Text extract ->
Then came the 1985 vintage, and five Tannat barrels-worth of Montus. He had already been experimenting with different blends of Tannat and Cabernet, different origins and ages of oak. The wine was bottled, the word went around, and within a year he was being besieged. Everyone wanted to come down and meet the fou de Madiran.

Brumont decided to throw a party for those who were supporting him. Being Brumont it was a party with a difference. All the superstars of the south-west were there: Ramonteu and Hours of Jurançon; Grassa, the wizard of Vin de Pays des Côtes de Gascogne; Patrick Germain of Château Bellevue-la-Forêt, the top wine of Fronton; plus Michel Guérard and all the other leading restaurateurs. In all there were 1000 people. And everyone brought something. The best fromager in the region arrived with a basket of cheese; the best baker with his bread. There were confits, foie gras and charcuterie in profusion. Brumont constructed a corrida. The entertainment was a miniature bullfight. It was a memorable day.

The Wines

Brumont has continued to expand – to the extent where he got into deep financial trouble recently (happily this now seems to have been resolved). He now controls over 200 hectares, plus a sizeable holding of vin de pays (Les Menhirs: Tannat and Merlot). Sixty percent of this is fermentated at Château Montus, 40 percent at Bouscassé.

The land is curious. Most of it is a clay-limestone mixture. You’ll only get so and so wines from this soil. Most of it is planted with maize. Here and there, however, you will come across parcels impregnated with pudding stones, the galets you find at Châteauneuf du Pape. Here you will get good wine.

Château Bouscassé comes in two versions. The lesser wine is made from 65 percent Tannat, 25 Cabernet Sauvignon and 15 Cabernet Franc and is aged in older wood. The Vieilles Vignes - the vines are over 50 years old - comes exclusively from Tannat, macerated for a month and 100 percent new wood. This is a very serious wine indeed. A rival to the Montus Prestige.

The basic Montus comes from 80 percent Tannat, 15 percent Cabernet Sauvignon and 5 percent Fer Servadou and is aged in 50 percent new oak. This is a step above the lesser Bouscassé. The Cuvée Prestige is again pure Tannat, the product of a month-long cuvaison and 100 percent new oak: minimal racking, no fining, no filtration.

More recently two new wines have been launched. From Bouscassé, a Tannat/Cabernet Sauvignon/ Cabernet Franc called Argile Rouge, after the terroir of the vineyard and, from Montus, a super-cuvée called La Tyre. This is from a splendidly sited 15 hectare vineyard. The first vintage was 2000.

Having replaced pumping-over by treading down as long ago as 1994, in 2001 it was decided to introduce a deliberate period of cold soaking before fermentation. The wines were sophisticated before. They are now even more so. Elegance plus strength is the signature of fine Madiran.

Recorded information ->
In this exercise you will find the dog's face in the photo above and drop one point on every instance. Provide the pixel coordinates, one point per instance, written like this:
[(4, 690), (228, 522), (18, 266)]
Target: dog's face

Required task A ->
Name every grape variety mentioned in the piece on Brumont's Madiran wines, listing each one once.
Required task B ->
According to the piece on Brumont's Madiran wines, why is the newer Bouscassé wine called Argile Rouge? Answer in one to three sentences.
Required task C ->
Go on with the piece on Brumont's Madiran wines, picking up from its final sentence.

Output A ->
Tannat, Cabernet Sauvignon, Cabernet Franc, Merlot, Fer Servadou

Output B ->
The newer Bouscassé wine, a blend of Tannat, Cabernet Sauvignon and Cabernet Franc, is named Argile Rouge after the terroir of the vineyard it comes from.

Output C ->
The tasting

I sampled the following wines at Château Bouscassé in September 2004.

Chateau Montus, Cuvée Prestige

Chateau Montus, Prestige, 2002 2008-2015

Good colour. Soft, ripe, gently oaky nose. Medium weight on the palate. Quite developed. No hard edges. Fresh and ripe. Long and stylish. Will come forward quite soon. A charming wine.

Chateau Montus, Prestige, 2001 2010-2030

Good colour. Rich, blackfruity nose. Medium-full body. Rich and oaky. Very good acidity. Very long and very elegant. Lovely finish. Ripe tannins. Very fine.

Chateau Montus, Prestige, 2000 2012-2035

Good colour. Firm, quite tannic nose. Quite a full, structured wine. The tannins dominate at the moment. Rich and concentrated. Very good grip. Lots of depth. It just needs time. Fine. But the 2001 is better.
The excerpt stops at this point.